Please reproduce every line of the data below without any changes.

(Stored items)
* * * *

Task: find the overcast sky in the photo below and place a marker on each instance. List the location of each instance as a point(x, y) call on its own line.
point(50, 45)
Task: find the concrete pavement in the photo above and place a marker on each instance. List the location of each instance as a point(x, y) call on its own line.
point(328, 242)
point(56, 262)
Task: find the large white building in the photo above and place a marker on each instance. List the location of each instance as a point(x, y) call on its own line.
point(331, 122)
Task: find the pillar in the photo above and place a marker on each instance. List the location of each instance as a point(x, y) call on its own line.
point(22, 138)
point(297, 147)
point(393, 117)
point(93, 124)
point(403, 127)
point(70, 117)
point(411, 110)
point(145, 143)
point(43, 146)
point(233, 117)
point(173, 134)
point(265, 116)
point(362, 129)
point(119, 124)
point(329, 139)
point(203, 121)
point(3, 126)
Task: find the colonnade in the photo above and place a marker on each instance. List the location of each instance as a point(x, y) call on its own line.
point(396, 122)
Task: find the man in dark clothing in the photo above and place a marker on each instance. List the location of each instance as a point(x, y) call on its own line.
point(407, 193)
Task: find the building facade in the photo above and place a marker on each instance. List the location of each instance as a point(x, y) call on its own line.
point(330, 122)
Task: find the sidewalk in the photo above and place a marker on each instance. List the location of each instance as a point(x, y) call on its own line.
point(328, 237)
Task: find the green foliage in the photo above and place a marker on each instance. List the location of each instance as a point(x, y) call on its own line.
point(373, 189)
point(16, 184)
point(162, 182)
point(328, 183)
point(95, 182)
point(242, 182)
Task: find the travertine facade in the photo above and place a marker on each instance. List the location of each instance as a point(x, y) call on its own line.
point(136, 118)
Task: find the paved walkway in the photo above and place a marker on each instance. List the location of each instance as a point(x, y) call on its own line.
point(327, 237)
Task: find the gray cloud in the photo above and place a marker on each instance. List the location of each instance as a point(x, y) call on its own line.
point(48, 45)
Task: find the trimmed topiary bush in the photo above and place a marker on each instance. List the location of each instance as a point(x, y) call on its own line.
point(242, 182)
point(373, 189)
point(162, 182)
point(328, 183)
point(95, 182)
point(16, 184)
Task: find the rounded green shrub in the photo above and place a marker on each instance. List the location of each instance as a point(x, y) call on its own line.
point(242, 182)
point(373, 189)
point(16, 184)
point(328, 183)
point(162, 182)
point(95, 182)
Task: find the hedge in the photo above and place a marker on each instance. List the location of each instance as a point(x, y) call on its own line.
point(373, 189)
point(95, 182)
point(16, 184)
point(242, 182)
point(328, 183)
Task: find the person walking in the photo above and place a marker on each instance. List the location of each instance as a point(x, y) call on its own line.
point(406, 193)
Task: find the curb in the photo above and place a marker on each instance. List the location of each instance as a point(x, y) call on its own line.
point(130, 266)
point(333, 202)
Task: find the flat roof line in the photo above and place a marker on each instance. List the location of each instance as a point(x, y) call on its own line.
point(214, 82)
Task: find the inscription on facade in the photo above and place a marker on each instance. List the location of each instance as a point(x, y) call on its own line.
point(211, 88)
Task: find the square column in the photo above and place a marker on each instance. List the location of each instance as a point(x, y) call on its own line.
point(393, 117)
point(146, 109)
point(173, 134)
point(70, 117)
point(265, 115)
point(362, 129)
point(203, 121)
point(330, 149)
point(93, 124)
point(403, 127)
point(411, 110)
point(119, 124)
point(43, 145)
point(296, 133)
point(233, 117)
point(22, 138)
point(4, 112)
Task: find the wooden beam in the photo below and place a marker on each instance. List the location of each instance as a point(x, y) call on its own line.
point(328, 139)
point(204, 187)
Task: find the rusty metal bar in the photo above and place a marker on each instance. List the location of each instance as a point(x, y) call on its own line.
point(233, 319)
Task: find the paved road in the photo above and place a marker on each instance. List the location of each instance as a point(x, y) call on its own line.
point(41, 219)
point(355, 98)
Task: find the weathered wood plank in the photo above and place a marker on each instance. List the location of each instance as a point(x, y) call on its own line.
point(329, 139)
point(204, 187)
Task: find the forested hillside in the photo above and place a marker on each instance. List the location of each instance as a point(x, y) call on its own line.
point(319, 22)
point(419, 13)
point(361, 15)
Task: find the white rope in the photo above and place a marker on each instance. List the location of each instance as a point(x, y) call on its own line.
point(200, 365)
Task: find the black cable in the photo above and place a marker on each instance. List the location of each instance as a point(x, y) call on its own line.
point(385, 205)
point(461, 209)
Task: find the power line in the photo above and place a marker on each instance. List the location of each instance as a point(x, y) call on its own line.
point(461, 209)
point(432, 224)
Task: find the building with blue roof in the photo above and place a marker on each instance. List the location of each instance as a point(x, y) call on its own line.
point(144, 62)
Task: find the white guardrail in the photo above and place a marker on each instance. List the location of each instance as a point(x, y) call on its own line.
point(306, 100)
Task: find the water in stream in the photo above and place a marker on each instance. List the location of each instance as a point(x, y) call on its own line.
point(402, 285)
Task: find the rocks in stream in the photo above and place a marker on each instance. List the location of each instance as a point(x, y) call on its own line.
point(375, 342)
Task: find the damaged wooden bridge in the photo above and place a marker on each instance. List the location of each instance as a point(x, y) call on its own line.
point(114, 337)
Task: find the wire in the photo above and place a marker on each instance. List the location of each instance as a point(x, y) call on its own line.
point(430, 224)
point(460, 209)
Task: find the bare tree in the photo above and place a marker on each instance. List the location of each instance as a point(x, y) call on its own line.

* * * *

- [Response]:
Task: find the overcast sky in the photo below and place a marker on each instance. List the location of each instance as a point(x, y) call on its own line.
point(50, 45)
Task: find the concrete pavement in the photo above and place a marker on each instance. List the location of each instance as a point(x, y) call on its own line.
point(328, 242)
point(56, 262)
Task: find the large white building in the photo above and place a marker on each instance. List the location of each instance as a point(x, y) call on its own line.
point(331, 122)
Task: find the pillar in the photo above and place a marker on each instance. List the location of each instance as a point(x, y) call on its own line.
point(22, 138)
point(297, 147)
point(393, 117)
point(93, 124)
point(403, 127)
point(70, 117)
point(411, 110)
point(145, 143)
point(43, 146)
point(233, 117)
point(173, 134)
point(265, 116)
point(362, 129)
point(119, 124)
point(329, 139)
point(203, 121)
point(3, 126)
Task: find the colonnade in the photo above and place a marker on each instance. List the location of each instance as a point(x, y) call on its own line.
point(396, 122)
Task: find the man in dark clothing in the photo above and place a marker on each instance. List the location of each instance as a point(x, y) call on its own line.
point(407, 193)
Task: find the building facade in the photo above and place a marker on each instance. List the location of each instance as a point(x, y) call on its own line.
point(330, 122)
Task: find the sidewalk in the photo above and place a marker on each instance. List the location of each instance as a point(x, y) call on its own line.
point(328, 237)
Task: find the green foliage in the photo above and place a marker on each instance. List the location of each instance as a point(x, y) call on its own line.
point(373, 189)
point(16, 184)
point(162, 182)
point(328, 183)
point(95, 182)
point(242, 182)
Task: find the travertine facade in the photo above and place a marker on each instance. List the location of each instance as a point(x, y) call on its own line.
point(136, 118)
Task: find the paved walkway in the photo above and place a marker on each instance. List the location of each instance as a point(x, y) call on its own line.
point(327, 237)
Task: find the gray cloud in the photo above and place a marker on each instance. List the location of each instance as a point(x, y) call on its own line.
point(48, 45)
Task: find the trimmed topiary bush in the photo above and place a marker on each instance. List the location of each instance as a point(x, y) call on its own line.
point(242, 182)
point(373, 189)
point(162, 182)
point(328, 183)
point(95, 182)
point(16, 184)
Task: find the rounded green shrub in the photo above and place a marker on each instance. List the location of each instance as a point(x, y) call on its own line.
point(242, 182)
point(373, 189)
point(16, 184)
point(328, 183)
point(162, 182)
point(95, 182)
Task: find the hedge in the photo above and place a marker on each instance. List the location of each instance as a point(x, y) call on its own line.
point(373, 189)
point(95, 182)
point(16, 184)
point(242, 182)
point(328, 183)
Task: find the person walking in the photo above and place a marker on each instance. List the location of each instance as a point(x, y) call on its own line.
point(406, 193)
Task: find the curb in the photo above and place a marker on each instance. List the location of each instance as a point(x, y) call on its own line.
point(130, 266)
point(333, 202)
Task: find the flat roof line in the photo above and place a marker on each instance. List the location of each instance as a point(x, y) call on its own line.
point(214, 82)
Task: find the inscription on facade in the photo above and place a marker on each instance. List the location of each instance as a point(x, y) call on its own line.
point(211, 88)
Task: find the square column in the photo above and place a marker on each instance. List the location of each instance as a point(x, y) call on its own line.
point(393, 117)
point(146, 109)
point(173, 134)
point(70, 117)
point(265, 115)
point(362, 129)
point(203, 121)
point(330, 149)
point(93, 124)
point(403, 127)
point(411, 110)
point(119, 124)
point(43, 145)
point(296, 133)
point(233, 117)
point(22, 138)
point(4, 112)
Task: find the wooden beam in the photo below and place a marker on each instance. List the location of each instance as a point(x, y) call on its own line.
point(328, 139)
point(204, 187)
Task: find the rusty metal bar in the photo above and place a marker on each instance. List the location of each instance as a point(x, y) call on its own line.
point(233, 319)
Task: find the paved road in the photo above and place a marker on each instance. List the location of each instance as a point(x, y) call on its own line.
point(41, 219)
point(355, 98)
Task: find the weathered wood plank in the photo above and place a marker on each instance. List the location of each instance as a point(x, y) call on its own line.
point(329, 139)
point(204, 187)
Task: find the forested hillside in the photo above and place a marker on each instance. List the location of each instance as a point(x, y) call on its own line.
point(319, 22)
point(419, 13)
point(361, 15)
Task: find the white rope in the photo above and place a marker on each instance. List the location of each instance as a point(x, y) call on its own line.
point(200, 365)
Task: find the black cable in the photo above and place a marker on each instance. List the location of each instance as a point(x, y) call on its own line.
point(385, 205)
point(461, 209)
Task: find the power line in the photo above and place a marker on each instance. List the location of each instance as a point(x, y) call on its own line.
point(461, 209)
point(432, 224)
Task: find the building with blue roof in the photo above and place a marker on each instance. List the location of each instance as a point(x, y) call on its own line.
point(144, 62)
Task: find the white guardrail in the photo above and place a marker on each instance. List the location of each instance as a point(x, y) call on its own line.
point(306, 100)
Task: find the water in stream in the photo above and place a marker on each instance. List the location of each instance as a point(x, y) call on its own line.
point(402, 285)
Task: find the rocks in stream in the photo above and place a marker on each instance. List the location of each instance as a point(x, y) call on its own line.
point(375, 342)
Task: find the damaged wooden bridge in the photo above and place a marker on each instance. List the location of each instance as a point(x, y) call on its own line.
point(114, 337)
Task: find the wire in the photo above and place a marker on each instance. List the location of each instance as a point(x, y) call on its own line.
point(430, 224)
point(460, 209)
Task: find the bare tree in the photo above and place a marker on each instance. List the location of each instance as a point(x, y) call on its own line.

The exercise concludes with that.